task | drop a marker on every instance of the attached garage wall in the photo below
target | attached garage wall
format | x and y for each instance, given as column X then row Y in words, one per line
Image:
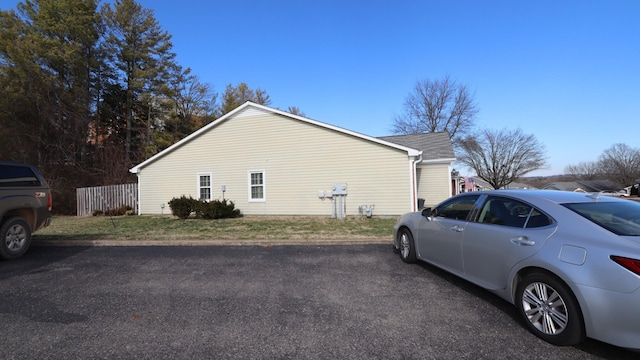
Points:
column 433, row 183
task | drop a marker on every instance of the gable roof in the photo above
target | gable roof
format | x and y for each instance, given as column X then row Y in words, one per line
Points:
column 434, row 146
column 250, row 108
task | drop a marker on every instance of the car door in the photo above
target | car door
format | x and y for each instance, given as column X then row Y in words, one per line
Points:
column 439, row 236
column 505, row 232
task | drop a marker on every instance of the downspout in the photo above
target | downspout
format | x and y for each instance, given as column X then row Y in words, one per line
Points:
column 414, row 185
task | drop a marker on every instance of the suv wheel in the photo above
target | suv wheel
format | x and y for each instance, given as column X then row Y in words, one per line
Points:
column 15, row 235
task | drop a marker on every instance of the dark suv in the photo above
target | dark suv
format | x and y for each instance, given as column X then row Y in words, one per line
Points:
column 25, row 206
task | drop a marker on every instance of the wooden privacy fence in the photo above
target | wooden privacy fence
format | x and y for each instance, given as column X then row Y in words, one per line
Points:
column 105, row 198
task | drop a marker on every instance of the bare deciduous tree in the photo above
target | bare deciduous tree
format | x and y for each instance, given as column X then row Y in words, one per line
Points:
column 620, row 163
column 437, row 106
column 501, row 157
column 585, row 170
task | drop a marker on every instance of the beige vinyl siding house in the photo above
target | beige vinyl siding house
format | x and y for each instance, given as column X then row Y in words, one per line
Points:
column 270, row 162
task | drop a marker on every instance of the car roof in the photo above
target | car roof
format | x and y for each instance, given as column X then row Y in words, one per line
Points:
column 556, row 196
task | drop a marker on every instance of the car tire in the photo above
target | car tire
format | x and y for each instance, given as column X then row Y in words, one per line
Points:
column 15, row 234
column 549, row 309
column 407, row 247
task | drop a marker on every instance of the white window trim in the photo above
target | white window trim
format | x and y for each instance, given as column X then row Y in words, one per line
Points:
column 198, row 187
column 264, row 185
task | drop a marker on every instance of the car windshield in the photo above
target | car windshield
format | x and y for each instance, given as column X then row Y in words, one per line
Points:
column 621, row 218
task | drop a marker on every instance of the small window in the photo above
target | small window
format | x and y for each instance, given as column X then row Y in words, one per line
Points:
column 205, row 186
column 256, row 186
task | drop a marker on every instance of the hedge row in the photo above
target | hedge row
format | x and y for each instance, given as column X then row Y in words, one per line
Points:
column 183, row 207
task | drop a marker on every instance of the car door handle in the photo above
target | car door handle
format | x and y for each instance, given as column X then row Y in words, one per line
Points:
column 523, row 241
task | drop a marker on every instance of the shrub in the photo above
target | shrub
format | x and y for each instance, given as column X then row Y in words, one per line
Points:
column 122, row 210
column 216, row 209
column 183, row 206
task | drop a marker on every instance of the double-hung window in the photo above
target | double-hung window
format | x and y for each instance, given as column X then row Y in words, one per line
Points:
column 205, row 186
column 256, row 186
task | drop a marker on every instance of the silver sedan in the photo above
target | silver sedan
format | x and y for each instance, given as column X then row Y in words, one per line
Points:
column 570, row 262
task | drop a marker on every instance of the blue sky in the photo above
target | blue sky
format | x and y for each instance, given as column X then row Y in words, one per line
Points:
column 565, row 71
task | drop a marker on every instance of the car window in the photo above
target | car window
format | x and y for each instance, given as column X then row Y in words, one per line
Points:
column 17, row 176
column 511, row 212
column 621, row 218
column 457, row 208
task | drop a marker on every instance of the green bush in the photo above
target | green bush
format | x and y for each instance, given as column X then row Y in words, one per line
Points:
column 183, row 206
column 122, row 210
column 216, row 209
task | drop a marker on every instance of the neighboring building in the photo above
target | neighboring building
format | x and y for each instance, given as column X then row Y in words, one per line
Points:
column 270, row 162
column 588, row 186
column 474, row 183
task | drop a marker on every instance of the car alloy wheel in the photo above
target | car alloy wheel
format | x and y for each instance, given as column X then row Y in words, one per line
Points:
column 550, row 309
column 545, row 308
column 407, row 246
* * *
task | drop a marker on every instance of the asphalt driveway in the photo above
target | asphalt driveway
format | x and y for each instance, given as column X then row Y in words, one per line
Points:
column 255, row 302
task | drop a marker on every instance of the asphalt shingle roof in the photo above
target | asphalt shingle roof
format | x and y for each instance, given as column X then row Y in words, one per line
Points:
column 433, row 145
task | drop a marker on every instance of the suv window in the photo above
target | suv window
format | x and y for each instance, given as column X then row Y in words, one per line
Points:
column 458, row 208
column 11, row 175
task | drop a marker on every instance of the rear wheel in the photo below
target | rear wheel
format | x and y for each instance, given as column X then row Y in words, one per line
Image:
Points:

Task goal
Write out word for word the lines from the one containing "task | drop a marker on every instance of the double-hung" to the one containing "column 407, row 246", including both of those lines.

Answer to the problem
task | drop a marker on every instance of the double-hung window in the photo above
target | double-hung window
format | x and y for each instance, given as column X then row Y in words, one per line
Points:
column 205, row 186
column 256, row 186
task | drop a marker on every instance of the silver sedan in the photo above
target | silver sedan
format | x and y for each instance, given as column X then row Y in words, one per line
Points:
column 570, row 262
task | drop a marker on every instance of the blue sky in the photo above
target | blue sky
format | x and y for each instance, given as column X then row Y in words, one per line
Points:
column 565, row 71
task | drop a marker on every instance of the car window in the photo above
target | car window
format | x and y for each instance, given as column X then row Y in words, one per line
Points:
column 17, row 176
column 511, row 212
column 621, row 218
column 457, row 208
task | drop a marker on every instance of the green bush in the photo above
target | green bush
format | x and y for each instance, given as column X then row Y in words, one per line
Points:
column 183, row 206
column 122, row 210
column 216, row 209
task | drop a marker on every instance of the neighboring building in the photo above
target | neighboring building
format | x and y for each instance, given as column X then row Y in words, one per line
Points:
column 270, row 162
column 588, row 186
column 474, row 183
task | drop a marker on every instance of the car alloy wheel in the photo above
target | car alloy wheel
format | x and y for each instance, given as column X then row Y in words, one per line
Points:
column 550, row 309
column 545, row 308
column 407, row 246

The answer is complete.